== Source excerpt ==
++++++++
With all eyes distratcted by the post-Brexit euphoria, the last week has seen a far more existential crisis accelerating in Europe. Italy's banking system is in tatters (from a EUR40bn bailout 6 days ago, to EUR150 emergency support 3 days ago, to a bank bailout and chatter of further support from pension funds Friday) but, in what seems like a clear admission that things are really bad, The FT reports that Italian prime minister Matteo Renzi is prepared to defy the EU and unilaterally pump billions of euros into its troubled banking system if it comes under severe systemic distress, a last-resort move that would smash through the bloc’s nascent regime for handling ailing banks.
As we noted previously, Brexit will be just the scapegoat used by Renzi and Italy to circumvent any specific eurozone prohibitions. And if it fails, all Renzi has to do is hint at a referendum of his own. Then watch as Merkel scrambles to allow Italy to do whatever it wants, just to avoid the humiliation of a potential "Italeave."
++++++++
== Extracted material ==
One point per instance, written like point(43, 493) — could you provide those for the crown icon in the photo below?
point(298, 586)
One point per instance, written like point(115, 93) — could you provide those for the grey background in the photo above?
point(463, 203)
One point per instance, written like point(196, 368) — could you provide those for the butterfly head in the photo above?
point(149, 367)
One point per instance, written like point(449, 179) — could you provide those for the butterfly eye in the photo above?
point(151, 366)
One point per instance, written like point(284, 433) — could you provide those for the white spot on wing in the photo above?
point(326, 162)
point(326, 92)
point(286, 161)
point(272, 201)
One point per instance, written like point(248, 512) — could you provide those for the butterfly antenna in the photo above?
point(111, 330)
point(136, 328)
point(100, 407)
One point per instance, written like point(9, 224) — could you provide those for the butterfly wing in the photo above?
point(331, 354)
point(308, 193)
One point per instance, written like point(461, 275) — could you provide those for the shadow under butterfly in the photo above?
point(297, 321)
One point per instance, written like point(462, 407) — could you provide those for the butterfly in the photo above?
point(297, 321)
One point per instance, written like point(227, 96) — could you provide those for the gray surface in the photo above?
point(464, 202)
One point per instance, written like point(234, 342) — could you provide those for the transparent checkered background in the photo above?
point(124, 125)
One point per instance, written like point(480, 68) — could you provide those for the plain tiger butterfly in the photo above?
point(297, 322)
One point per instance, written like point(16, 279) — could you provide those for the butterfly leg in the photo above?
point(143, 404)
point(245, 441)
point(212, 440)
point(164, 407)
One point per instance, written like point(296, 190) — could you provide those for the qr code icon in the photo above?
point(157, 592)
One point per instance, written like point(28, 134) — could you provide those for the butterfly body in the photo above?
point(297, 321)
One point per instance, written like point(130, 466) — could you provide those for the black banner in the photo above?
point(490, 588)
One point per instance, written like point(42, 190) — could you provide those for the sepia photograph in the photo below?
++++++++
== Tasks ==
(1) In the piece on Italy's banks, rewrite the part that opens with the words containing "With all eyes" and closes with "handling ailing banks.", swapping "existential crisis" for "fundamental crisis".
(2) Sum up the piece on Italy's banks in two sentences.
(3) Continue the piece on Italy's banks from where it stops.
The material above is unrelated to the piece on Italy's banks.

== Answers for this exercise ==
(1)
With all eyes distratcted by the post-Brexit euphoria, the last week has seen a far more fundamental crisis accelerating in Europe. Italy's banking system is in tatters (from a EUR40bn bailout 6 days ago, to EUR150 emergency support 3 days ago, to a bank bailout and chatter of further support from pension funds Friday) but, in what seems like a clear admission that things are really bad, The FT reports that Italian prime minister Matteo Renzi is prepared to defy the EU and unilaterally pump billions of euros into its troubled banking system if it comes under severe systemic distress, a last-resort move that would smash through the bloc’s nascent regime for handling ailing banks.

(2) Italy's banking system is in tatters, and The FT reports that prime minister Matteo Renzi is prepared to defy the EU and unilaterally pump billions of euros into the banks if they come under severe systemic distress. The piece argues that Brexit will serve as Renzi's scapegoat for circumventing eurozone prohibitions, and that if this fails, a hint at an Italian referendum would push Merkel to let Italy do whatever it wants.

(3)
And sure enough, as The FT reports, Matteo Renzi, the Italian prime minister, is determined to intervene with public funds if necessary despite warnings from Brussels and Berlin over the need to respect rules that make creditors rather than taxpayers fund bank rescues, according to several officials and bankers familiar with their plans.
The threat has raised alarm among Europe’s regulators, who fear such a brazen intervention would devastate the credibility of the union’s newly implemented banking rule book during its first real test. In the race to find workable solutions, Margrethe Vestager, the EU’s competition chief, has laid out options for Rome to address its banking problems without breaking the bail-in principles of Europe’s banking union.
Italy is the eurozone’s biggest vulnerability following the shock outcome of the UK vote to leave the EU, with bank stocks plunging by a third. Concerns are building before the outcome of bank stress test results due this month and a constitutional referendum in Italy in early October, on which Mr Renzi has wagered his job. Citi has described the referendum as “probably the single biggest risk on the European political landscape this year outside the UK”.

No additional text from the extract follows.